>> BEGIN

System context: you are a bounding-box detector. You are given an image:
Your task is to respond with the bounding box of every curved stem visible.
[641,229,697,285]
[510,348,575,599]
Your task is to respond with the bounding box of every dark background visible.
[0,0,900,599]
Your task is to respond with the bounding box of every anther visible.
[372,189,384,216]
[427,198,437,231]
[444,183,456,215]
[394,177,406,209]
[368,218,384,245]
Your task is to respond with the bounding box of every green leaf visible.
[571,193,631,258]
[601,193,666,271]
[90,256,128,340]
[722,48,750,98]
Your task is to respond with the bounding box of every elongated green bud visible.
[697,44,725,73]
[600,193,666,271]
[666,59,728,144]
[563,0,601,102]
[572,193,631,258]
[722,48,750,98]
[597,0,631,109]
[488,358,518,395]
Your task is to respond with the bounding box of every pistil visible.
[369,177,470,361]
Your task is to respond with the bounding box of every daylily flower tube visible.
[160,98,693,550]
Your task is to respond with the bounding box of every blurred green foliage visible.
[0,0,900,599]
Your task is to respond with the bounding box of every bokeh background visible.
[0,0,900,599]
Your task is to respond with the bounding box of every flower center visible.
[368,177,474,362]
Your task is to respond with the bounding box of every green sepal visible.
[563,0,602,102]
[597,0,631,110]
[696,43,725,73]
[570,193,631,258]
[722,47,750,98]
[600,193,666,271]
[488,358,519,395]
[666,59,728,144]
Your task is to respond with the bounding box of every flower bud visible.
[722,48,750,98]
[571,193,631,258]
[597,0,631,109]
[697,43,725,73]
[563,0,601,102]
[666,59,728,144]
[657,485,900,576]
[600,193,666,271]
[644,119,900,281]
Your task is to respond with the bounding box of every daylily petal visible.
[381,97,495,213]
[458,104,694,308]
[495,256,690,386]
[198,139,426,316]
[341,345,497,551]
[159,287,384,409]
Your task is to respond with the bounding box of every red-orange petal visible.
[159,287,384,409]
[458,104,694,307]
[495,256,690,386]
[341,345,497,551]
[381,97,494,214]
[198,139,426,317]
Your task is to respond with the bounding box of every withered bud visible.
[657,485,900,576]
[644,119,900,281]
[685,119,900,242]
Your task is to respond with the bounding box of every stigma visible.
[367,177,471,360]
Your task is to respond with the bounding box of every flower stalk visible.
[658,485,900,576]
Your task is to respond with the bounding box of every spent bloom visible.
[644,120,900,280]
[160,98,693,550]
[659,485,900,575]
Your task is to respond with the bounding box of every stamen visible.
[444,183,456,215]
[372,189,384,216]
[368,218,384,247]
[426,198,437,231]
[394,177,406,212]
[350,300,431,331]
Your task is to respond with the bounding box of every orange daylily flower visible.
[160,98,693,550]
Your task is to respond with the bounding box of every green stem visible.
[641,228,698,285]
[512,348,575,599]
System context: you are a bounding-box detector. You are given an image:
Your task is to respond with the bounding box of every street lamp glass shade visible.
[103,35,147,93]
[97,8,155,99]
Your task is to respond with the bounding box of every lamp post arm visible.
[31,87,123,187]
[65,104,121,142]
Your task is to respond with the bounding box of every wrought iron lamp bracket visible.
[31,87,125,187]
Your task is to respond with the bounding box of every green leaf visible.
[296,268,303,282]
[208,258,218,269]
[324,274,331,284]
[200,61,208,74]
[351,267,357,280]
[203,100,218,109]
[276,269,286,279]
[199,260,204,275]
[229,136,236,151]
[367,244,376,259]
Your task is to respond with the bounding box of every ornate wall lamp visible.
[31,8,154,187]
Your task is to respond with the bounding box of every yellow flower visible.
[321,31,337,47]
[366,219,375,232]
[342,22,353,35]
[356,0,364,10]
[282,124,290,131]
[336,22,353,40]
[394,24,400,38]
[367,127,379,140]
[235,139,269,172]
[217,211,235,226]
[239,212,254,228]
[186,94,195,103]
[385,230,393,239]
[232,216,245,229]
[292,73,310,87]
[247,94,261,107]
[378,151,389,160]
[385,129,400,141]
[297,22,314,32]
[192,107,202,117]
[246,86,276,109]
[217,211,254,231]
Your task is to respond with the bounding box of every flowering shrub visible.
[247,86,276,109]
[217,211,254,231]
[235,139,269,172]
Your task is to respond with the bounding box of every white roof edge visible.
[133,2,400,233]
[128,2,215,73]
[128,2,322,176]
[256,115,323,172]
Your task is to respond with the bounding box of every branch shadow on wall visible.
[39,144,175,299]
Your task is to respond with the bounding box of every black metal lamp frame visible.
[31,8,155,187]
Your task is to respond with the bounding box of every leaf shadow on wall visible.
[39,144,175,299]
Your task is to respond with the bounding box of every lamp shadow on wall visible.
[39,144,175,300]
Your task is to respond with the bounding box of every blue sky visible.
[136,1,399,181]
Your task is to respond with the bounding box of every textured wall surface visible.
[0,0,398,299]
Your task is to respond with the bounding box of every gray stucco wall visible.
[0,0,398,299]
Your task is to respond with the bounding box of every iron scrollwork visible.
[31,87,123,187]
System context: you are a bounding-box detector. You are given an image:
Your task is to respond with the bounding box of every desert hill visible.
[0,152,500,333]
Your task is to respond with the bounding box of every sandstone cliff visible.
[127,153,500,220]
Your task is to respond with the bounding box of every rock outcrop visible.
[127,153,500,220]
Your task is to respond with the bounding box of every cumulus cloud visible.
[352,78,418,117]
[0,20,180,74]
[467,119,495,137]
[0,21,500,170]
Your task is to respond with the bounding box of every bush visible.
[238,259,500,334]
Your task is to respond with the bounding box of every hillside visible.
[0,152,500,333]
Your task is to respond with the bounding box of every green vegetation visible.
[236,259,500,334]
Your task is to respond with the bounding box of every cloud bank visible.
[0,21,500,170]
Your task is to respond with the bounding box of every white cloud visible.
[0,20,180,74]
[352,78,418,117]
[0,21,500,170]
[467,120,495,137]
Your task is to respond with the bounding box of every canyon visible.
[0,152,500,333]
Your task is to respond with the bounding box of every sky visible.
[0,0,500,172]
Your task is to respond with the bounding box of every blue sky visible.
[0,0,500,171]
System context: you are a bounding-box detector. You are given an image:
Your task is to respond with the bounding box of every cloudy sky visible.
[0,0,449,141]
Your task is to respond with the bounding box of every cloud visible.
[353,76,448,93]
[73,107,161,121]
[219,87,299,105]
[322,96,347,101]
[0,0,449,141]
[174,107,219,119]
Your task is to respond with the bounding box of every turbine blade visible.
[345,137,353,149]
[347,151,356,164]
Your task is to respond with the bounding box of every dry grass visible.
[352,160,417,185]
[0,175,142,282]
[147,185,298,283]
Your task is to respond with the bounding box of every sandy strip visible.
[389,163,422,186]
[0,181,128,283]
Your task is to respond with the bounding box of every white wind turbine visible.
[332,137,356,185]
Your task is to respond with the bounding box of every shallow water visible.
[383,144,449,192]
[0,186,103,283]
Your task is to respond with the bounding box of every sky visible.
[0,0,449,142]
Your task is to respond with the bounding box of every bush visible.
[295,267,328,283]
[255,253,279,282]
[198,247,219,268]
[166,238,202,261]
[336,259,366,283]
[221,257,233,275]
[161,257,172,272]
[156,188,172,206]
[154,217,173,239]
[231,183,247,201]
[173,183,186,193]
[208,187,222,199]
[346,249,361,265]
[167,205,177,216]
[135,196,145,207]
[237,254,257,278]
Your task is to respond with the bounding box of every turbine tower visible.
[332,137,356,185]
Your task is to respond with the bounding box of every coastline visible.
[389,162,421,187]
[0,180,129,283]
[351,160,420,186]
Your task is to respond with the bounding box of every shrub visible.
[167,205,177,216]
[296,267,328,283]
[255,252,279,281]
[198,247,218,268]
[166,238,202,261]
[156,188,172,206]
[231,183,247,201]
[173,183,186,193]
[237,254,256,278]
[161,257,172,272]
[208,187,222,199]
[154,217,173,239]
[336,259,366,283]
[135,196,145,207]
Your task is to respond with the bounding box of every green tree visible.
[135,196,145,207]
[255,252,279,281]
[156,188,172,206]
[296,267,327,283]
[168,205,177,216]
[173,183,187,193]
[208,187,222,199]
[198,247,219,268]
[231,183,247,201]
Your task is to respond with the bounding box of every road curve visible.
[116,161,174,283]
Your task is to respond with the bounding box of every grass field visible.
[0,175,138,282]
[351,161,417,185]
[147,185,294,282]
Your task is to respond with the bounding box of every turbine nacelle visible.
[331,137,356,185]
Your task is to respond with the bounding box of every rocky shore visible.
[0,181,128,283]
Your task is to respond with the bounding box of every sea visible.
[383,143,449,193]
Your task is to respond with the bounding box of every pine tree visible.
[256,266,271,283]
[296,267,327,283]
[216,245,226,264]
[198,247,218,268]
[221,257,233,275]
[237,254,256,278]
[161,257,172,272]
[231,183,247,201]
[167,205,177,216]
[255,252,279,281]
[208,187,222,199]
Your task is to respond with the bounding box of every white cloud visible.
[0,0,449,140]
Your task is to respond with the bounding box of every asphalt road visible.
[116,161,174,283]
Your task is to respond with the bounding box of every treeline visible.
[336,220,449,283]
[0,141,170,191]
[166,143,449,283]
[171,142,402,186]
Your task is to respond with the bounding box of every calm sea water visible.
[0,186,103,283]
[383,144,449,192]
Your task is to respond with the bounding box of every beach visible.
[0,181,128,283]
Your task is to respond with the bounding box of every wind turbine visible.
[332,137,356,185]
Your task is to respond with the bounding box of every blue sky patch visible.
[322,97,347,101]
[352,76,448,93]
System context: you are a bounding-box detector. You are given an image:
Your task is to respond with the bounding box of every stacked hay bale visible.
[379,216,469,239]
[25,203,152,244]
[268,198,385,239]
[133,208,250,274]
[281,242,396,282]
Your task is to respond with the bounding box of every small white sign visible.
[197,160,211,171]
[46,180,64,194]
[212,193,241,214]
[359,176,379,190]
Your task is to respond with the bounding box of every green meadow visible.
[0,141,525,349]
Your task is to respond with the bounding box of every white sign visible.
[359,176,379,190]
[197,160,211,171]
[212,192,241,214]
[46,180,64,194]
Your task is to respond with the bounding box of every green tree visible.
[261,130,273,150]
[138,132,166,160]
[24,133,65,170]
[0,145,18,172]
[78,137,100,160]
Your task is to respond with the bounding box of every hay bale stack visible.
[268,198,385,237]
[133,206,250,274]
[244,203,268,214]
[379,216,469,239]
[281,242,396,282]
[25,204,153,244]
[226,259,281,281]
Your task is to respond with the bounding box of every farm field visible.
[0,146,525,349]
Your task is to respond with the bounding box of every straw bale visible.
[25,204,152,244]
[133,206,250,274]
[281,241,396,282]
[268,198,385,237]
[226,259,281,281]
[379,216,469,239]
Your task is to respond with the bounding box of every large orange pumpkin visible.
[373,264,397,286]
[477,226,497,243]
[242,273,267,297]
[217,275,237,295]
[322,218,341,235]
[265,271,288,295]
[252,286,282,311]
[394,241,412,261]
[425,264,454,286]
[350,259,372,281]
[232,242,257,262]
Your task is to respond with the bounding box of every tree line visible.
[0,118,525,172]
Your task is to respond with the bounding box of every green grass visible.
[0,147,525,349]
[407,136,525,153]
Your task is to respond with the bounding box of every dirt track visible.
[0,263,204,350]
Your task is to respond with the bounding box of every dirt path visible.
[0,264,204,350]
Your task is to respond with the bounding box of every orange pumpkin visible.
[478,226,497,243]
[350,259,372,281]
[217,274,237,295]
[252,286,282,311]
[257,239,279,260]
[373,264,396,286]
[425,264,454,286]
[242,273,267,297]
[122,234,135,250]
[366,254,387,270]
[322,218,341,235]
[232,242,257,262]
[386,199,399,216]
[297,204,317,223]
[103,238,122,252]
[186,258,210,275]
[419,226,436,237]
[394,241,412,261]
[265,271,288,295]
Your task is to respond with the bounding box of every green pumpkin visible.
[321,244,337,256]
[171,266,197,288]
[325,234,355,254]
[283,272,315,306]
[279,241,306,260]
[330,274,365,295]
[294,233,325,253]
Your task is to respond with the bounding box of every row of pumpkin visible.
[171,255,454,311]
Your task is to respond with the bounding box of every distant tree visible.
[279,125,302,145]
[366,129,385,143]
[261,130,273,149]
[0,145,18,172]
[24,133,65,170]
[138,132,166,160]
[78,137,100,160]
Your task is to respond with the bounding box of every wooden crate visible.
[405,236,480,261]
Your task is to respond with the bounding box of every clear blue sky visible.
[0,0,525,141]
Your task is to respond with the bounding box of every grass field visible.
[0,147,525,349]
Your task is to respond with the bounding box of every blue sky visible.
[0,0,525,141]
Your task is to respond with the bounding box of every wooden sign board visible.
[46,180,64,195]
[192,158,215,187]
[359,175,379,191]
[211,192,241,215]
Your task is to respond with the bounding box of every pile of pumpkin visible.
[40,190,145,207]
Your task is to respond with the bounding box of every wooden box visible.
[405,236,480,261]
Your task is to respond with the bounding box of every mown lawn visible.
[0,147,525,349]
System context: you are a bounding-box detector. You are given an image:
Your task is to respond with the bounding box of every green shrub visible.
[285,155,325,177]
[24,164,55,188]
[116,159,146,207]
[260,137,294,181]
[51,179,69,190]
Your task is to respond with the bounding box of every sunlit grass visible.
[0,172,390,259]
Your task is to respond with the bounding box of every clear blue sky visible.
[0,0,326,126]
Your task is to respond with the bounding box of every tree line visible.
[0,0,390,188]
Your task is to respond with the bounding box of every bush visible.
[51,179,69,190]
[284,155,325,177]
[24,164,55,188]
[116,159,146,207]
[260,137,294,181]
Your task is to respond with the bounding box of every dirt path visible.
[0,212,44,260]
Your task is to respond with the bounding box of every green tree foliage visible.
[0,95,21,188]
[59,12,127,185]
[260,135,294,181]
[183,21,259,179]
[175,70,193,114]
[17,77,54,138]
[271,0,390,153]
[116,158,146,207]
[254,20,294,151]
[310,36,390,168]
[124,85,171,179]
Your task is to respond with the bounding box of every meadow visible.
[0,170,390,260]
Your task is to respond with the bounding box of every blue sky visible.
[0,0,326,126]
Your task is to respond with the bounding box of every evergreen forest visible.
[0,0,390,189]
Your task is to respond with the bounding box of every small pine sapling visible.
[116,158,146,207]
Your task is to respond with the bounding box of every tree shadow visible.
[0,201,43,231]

>> END

Turn the records into a Markdown table with the columns Row and Text. Begin at the line that contains "straw bale visible.", stop after the line that contains "[0,264,204,350]", put each line's number in Row and the line itself in Text, and leave out blank lines.

| Row | Text |
|---|---|
| 1 | Your task is to respond with the bounding box of every straw bale visible. |
| 2 | [25,204,152,244] |
| 3 | [133,206,250,274] |
| 4 | [281,241,396,282] |
| 5 | [268,198,385,237] |
| 6 | [226,259,281,281] |
| 7 | [379,216,469,239] |
| 8 | Your task is to respond with the bounding box of every large orange pumpkin visible. |
| 9 | [373,264,397,286] |
| 10 | [477,226,497,243] |
| 11 | [242,273,267,297] |
| 12 | [217,275,237,295] |
| 13 | [322,218,341,235] |
| 14 | [265,271,288,295] |
| 15 | [252,286,282,311] |
| 16 | [394,241,412,261] |
| 17 | [425,264,454,286] |
| 18 | [350,259,372,281] |
| 19 | [232,242,257,262] |
| 20 | Your task is to respond with the bounding box of every tree line visible. |
| 21 | [0,118,525,172] |
| 22 | Your task is to respond with the bounding box of every green grass visible. |
| 23 | [0,147,525,349] |
| 24 | [407,136,525,153] |
| 25 | Your task is to respond with the bounding box of every dirt track visible. |
| 26 | [0,263,204,350] |
| 27 | Your task is to respond with the bounding box of every dirt path visible. |
| 28 | [0,264,204,350] |